Detection annotation records
***
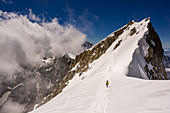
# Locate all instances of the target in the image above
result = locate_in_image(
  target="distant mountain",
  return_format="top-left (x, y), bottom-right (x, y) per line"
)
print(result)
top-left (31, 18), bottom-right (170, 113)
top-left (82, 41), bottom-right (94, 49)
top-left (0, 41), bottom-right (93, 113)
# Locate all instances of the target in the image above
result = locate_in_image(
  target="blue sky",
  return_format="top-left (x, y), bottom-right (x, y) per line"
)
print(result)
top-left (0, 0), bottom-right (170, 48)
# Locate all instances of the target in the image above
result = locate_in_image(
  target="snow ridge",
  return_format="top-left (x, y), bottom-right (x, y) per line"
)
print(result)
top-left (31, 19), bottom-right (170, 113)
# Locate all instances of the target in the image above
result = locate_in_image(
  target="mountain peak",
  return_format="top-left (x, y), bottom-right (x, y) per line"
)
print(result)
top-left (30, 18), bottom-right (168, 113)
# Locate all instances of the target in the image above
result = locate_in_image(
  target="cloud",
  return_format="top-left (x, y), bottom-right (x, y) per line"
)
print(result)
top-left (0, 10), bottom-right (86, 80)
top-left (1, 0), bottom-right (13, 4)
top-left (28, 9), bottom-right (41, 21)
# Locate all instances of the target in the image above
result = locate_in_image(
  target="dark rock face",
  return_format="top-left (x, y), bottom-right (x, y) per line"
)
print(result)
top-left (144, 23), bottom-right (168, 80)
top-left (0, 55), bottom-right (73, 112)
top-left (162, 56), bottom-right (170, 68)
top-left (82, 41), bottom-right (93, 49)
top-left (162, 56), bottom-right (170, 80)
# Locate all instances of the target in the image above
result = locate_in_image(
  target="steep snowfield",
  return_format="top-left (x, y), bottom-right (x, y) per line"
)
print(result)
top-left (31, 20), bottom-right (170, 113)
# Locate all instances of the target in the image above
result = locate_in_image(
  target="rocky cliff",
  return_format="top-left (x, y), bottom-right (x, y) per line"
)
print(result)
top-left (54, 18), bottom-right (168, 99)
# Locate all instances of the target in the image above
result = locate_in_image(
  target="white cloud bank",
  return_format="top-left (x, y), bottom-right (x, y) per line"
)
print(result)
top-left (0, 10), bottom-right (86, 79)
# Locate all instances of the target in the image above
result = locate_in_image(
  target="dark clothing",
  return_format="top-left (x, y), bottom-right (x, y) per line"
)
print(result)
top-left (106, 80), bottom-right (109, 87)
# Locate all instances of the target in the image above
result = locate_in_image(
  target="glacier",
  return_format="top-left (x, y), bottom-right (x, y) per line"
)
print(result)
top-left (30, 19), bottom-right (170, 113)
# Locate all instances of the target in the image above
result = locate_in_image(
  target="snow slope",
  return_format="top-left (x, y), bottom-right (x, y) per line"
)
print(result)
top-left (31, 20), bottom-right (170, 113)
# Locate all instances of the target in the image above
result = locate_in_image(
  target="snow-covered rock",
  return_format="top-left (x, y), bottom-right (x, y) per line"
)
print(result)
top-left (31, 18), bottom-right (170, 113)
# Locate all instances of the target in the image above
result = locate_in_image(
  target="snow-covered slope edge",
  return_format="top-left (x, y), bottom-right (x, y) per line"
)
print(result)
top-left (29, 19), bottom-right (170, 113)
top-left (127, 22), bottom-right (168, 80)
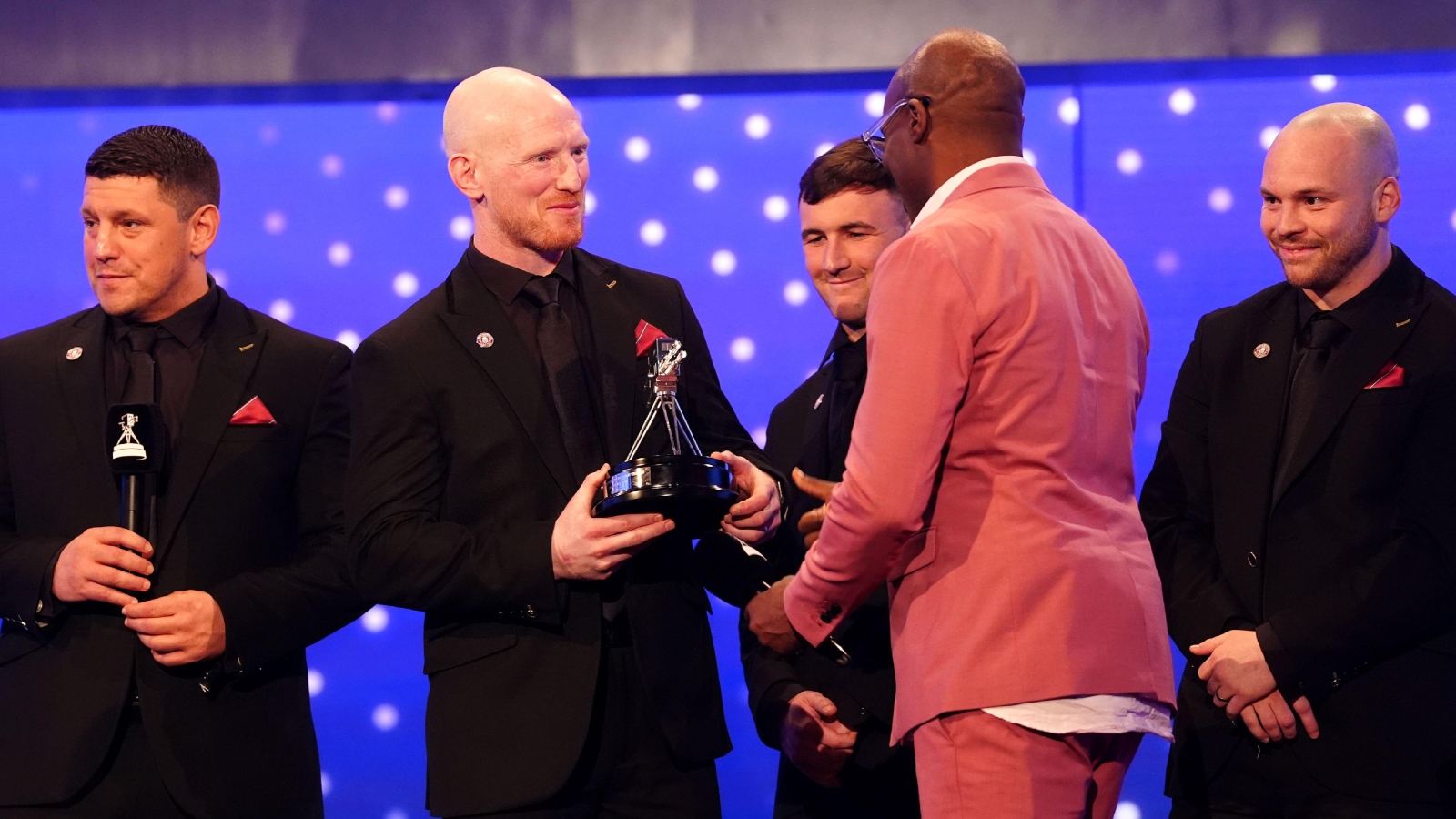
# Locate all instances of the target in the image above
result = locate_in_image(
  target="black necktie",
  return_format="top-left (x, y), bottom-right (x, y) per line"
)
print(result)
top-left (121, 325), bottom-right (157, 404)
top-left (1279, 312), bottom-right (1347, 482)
***
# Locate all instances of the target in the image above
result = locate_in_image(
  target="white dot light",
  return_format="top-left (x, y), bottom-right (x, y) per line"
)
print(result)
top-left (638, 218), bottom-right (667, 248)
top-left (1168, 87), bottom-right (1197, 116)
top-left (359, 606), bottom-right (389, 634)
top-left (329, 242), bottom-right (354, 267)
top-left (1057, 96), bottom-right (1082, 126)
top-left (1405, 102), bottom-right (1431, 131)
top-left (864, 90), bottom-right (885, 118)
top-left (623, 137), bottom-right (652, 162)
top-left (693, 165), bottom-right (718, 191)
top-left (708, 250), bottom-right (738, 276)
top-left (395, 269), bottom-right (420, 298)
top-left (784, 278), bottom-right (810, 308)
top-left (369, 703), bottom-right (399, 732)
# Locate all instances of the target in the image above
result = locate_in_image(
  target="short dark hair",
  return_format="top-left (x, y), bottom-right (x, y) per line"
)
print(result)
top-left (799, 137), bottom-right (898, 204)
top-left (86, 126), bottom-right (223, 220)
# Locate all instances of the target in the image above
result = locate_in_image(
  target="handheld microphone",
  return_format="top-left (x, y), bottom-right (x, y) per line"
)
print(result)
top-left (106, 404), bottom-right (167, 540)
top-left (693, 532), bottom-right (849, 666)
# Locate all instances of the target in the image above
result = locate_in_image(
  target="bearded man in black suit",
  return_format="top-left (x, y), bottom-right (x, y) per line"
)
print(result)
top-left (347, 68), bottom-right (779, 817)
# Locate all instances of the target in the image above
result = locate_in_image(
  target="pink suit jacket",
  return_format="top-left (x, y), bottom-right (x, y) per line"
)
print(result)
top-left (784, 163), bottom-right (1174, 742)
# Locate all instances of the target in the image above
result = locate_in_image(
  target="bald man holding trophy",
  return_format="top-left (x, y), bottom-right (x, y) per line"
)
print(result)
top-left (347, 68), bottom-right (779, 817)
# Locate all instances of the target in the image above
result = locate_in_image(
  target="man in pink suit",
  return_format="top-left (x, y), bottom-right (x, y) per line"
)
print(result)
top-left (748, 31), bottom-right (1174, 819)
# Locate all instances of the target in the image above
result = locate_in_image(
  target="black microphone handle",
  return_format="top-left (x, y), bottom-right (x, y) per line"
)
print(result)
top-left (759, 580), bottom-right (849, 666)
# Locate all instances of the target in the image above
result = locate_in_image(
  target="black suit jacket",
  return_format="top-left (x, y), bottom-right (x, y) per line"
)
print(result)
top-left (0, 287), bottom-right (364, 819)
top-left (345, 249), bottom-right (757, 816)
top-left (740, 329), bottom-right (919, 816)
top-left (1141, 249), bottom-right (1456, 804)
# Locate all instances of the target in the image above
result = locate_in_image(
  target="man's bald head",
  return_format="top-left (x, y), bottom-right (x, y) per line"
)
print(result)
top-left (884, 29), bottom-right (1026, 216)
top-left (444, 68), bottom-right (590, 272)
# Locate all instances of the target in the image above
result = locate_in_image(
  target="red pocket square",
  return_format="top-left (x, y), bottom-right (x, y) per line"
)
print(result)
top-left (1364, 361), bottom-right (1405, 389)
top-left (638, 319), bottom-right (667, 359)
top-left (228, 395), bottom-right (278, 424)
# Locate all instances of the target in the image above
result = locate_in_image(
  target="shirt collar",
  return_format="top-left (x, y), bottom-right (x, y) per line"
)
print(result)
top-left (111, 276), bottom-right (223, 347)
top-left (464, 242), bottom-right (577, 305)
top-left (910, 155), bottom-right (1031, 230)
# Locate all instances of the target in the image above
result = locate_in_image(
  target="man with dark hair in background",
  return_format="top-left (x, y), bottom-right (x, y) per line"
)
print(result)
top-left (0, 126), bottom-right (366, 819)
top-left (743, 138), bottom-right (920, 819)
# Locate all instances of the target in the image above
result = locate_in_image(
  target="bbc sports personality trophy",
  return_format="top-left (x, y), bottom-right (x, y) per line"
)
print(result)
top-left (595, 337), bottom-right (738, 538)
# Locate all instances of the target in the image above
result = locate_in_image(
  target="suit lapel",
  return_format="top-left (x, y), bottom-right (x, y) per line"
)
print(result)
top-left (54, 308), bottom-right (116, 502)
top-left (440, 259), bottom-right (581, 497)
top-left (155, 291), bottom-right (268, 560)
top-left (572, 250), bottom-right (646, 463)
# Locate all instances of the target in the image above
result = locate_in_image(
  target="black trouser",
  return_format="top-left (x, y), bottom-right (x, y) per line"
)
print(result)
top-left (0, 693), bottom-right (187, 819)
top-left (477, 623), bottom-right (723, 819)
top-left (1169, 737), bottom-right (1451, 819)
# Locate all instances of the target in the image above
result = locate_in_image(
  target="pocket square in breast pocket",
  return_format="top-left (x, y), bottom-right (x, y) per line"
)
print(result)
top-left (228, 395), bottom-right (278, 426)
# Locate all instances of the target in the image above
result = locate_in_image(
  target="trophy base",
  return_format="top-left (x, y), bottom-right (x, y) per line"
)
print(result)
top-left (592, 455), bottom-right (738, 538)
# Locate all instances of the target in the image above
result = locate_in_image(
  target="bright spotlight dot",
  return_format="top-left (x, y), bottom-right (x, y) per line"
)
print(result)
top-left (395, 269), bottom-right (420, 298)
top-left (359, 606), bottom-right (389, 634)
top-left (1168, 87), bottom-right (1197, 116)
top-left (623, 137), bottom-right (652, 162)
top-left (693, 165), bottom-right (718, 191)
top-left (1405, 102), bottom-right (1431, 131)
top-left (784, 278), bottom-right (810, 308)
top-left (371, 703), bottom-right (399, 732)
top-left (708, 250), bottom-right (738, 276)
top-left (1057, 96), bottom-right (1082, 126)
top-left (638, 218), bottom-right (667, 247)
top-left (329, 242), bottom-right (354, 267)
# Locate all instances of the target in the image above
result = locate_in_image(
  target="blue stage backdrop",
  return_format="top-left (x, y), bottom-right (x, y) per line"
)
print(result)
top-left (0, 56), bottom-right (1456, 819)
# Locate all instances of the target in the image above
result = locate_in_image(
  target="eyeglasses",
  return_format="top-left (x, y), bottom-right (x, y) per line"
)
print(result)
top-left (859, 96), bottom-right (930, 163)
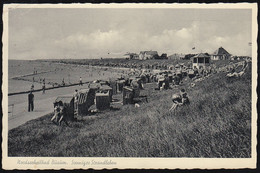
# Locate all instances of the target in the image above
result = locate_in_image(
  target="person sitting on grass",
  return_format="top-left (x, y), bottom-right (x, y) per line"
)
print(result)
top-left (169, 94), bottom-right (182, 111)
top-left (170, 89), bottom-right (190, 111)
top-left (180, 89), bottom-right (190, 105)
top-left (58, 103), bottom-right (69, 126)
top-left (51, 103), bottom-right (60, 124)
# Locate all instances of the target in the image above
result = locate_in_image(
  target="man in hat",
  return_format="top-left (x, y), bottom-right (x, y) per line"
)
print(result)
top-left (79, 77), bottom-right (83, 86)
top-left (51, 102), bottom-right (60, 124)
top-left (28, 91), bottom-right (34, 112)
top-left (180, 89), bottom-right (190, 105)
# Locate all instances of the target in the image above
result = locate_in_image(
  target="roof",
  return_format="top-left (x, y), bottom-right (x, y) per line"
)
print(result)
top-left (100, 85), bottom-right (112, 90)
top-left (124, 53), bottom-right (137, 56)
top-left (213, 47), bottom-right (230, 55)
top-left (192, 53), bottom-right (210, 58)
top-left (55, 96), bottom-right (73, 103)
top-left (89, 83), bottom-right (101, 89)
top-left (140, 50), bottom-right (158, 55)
***
■ INSTRUCTIONS FOR THE TASK: Extract each line in the entries above that contains the string "jacket".

■ ANSWER TO THE PROBLEM:
  target="pink suit jacket",
  target="black suit jacket",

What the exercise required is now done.